Please reproduce the lines below word for word, omitting the pictures.

+++ Supplied records +++

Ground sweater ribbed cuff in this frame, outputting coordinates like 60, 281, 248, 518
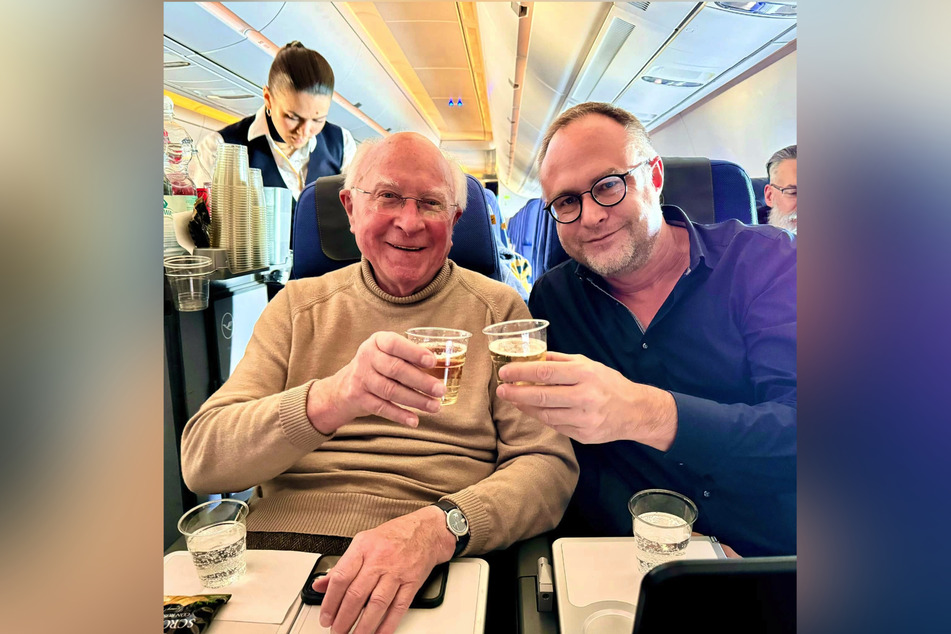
441, 489, 490, 557
280, 379, 330, 451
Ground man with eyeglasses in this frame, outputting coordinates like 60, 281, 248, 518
182, 133, 578, 633
498, 103, 796, 556
759, 145, 798, 234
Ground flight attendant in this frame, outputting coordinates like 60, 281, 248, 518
190, 40, 355, 206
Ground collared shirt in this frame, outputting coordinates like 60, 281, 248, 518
529, 206, 796, 556
189, 106, 356, 200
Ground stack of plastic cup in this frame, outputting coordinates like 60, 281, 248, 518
165, 255, 215, 312
211, 143, 254, 273
248, 167, 268, 268
162, 216, 188, 255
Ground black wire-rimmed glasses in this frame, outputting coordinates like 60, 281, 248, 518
769, 183, 796, 198
545, 157, 656, 225
350, 187, 459, 217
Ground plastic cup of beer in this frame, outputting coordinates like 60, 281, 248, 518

+++

### Exercise output
Ground sweater ribbed cuff in this frame, outputting coordinates like 60, 281, 248, 518
441, 489, 490, 557
280, 379, 330, 451
Ground man with eyeglasses in this frame, outputting coordinates like 60, 281, 248, 518
182, 133, 578, 633
498, 103, 796, 556
759, 145, 798, 234
Ground flight attendant in this frame, outputting coordinates like 60, 281, 248, 518
190, 40, 355, 206
Ground collared shirt in this frame, outputting coordinates like 60, 281, 248, 518
529, 206, 796, 556
189, 106, 356, 200
Ground stack of plastic cup in this frame, outputting coordinates like 60, 281, 248, 518
165, 255, 215, 312
211, 143, 254, 273
248, 167, 268, 268
162, 216, 188, 255
Ground black wire-rimmed glasses in this frame, outputting coordinates like 60, 281, 248, 518
769, 183, 796, 198
545, 157, 656, 225
350, 187, 459, 217
Ground plastic cup of beer in this frame, outputting coordinates like 60, 281, 248, 518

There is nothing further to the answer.